Embeddings & Search

How vector embeddings and semantic search work in the Knowledge Base.

What Are Embeddings?

An embedding is a numerical vector representation of text that captures its semantic meaning. Texts with similar meanings produce vectors that are close together in embedding space. YokeBot uses embeddings to power semantic search — agents can find relevant documents even when the exact words differ.

Embedding Model

YokeBot uses the Qwen3 embedding model to generate vectors. This model produces high-quality embeddings optimized for retrieval tasks across multiple languages.

PropertyValue
ModelQwen3 Embedding
Dimensions1024
Max Input Tokens8192
ProviderConfigurable

How Search Works

When an agent queries the Knowledge Base, the following steps occur:

  1. The query text is converted to an embedding vector using the same Qwen3 model.
  2. The vector is compared against all stored chunk embeddings using cosine similarity.
  3. The top-K most similar chunks are returned (K is configurable, default 5).
  4. The chunks' original text is injected into the agent's LLM context.

Tuning Search Quality

You can adjust search behavior with these parameters:

ParameterDefaultDescription
top_k5Number of chunks to retrieve per query.
similarity_threshold0.7Minimum similarity score (0–1) for a chunk to be included.
chunk_size500Approximate chunk size in tokens. Smaller chunks = more precise but less context.
chunk_overlap50Overlap between adjacent chunks to preserve context boundaries.

Hybrid Search

For best results, YokeBot combines vector similarity search with keyword matching. If the agent's query contains specific names, codes, or identifiers that may not be captured well by embeddings alone, keyword search ensures those documents are still surfaced.

Performance Considerations

Embedding generation happens once per document upload and is the most compute-intensive step. Queries are fast even for large knowledge bases because vector search is optimized with approximate nearest neighbor (ANN) indexing.

lightbulb
If you notice slow embedding on self-hosted instances, consider using a GPU-enabled machine or offloading embedding to a hosted provider.

● What is needed:
Reproduce the passage of the embeddings and search page that begins at the words "PropertyValue" and stops after "using cosine similarity.", putting "dot-product similarity" wherever "cosine similarity" occurs.

● Dataset excerpts:
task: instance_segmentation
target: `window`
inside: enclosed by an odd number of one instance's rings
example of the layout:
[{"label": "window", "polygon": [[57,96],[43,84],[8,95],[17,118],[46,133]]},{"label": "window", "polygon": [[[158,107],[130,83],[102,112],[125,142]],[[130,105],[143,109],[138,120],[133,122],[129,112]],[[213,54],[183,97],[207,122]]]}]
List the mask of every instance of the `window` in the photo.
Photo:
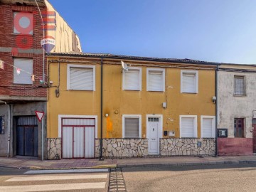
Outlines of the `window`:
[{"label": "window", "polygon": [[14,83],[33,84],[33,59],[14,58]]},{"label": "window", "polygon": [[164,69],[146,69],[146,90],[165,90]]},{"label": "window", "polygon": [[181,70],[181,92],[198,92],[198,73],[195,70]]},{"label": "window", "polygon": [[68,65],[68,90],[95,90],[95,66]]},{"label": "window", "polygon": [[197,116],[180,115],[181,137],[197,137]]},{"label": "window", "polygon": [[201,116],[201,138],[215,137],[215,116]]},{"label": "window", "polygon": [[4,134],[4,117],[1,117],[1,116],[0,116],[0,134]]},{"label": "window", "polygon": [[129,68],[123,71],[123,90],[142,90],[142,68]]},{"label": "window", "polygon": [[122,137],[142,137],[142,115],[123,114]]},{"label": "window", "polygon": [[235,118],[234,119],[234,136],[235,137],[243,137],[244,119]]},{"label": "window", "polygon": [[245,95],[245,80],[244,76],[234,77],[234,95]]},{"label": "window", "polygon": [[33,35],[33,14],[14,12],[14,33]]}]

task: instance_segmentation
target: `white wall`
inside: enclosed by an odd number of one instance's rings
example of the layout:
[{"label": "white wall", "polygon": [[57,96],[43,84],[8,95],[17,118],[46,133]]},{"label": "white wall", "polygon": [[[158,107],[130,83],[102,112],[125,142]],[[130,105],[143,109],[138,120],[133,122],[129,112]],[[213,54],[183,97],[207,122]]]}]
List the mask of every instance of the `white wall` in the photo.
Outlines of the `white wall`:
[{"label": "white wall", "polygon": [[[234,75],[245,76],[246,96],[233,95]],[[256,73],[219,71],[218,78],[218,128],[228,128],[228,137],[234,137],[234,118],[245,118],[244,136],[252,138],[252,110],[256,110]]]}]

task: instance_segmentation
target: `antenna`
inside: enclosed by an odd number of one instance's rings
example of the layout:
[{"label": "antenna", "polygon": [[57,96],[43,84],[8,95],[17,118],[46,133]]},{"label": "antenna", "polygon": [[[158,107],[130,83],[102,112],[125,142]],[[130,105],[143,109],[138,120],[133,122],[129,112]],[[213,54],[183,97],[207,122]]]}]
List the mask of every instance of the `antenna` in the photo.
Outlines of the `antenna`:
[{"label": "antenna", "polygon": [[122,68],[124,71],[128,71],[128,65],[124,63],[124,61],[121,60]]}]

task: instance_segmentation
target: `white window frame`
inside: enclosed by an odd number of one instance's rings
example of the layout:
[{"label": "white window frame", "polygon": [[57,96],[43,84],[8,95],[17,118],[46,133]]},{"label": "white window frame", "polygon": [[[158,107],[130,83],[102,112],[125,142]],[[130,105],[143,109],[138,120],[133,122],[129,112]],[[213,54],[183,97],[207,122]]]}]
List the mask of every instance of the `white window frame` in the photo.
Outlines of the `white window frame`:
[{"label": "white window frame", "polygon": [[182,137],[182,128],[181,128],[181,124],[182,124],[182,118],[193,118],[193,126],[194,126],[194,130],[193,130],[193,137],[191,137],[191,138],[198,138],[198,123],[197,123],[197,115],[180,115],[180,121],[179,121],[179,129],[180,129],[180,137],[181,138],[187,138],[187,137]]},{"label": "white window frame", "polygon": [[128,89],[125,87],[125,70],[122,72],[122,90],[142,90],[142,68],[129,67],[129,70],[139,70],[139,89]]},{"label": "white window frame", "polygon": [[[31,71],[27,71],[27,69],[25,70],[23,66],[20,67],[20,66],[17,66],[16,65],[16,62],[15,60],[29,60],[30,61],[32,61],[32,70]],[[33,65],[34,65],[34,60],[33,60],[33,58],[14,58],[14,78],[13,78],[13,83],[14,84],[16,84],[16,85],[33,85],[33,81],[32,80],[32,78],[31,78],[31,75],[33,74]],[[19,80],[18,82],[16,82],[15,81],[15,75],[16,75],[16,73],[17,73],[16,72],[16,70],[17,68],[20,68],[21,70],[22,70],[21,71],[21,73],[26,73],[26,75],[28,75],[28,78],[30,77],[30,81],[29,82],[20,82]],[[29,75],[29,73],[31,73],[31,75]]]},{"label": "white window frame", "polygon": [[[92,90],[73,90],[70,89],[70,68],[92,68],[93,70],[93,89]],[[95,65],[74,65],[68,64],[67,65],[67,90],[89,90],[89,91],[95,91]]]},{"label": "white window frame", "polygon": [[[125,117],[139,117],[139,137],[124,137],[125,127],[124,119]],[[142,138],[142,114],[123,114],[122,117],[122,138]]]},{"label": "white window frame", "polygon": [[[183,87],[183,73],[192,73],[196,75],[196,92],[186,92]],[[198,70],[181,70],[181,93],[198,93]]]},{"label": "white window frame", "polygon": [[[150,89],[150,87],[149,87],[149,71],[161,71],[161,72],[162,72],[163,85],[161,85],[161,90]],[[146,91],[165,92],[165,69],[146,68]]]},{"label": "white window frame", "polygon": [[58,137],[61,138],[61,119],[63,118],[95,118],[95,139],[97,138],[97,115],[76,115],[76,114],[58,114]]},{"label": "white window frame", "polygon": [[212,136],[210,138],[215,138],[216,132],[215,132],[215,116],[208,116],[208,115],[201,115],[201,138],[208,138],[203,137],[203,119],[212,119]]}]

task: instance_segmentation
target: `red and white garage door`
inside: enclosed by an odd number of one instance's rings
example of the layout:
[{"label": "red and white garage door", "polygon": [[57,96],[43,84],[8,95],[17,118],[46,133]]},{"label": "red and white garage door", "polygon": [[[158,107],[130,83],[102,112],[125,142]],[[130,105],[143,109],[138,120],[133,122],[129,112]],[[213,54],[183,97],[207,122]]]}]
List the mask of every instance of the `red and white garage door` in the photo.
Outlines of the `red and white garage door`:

● Completed task:
PropertyValue
ModelQwen3 Embedding
Dimensions1024
Max Input Tokens8192
ProviderConfigurable

How Search Works

When an agent queries the Knowledge Base, the following steps occur:

  1. The query text is converted to an embedding vector using the same Qwen3 model.
  2. The vector is compared against all stored chunk embeddings using dot-product similarity.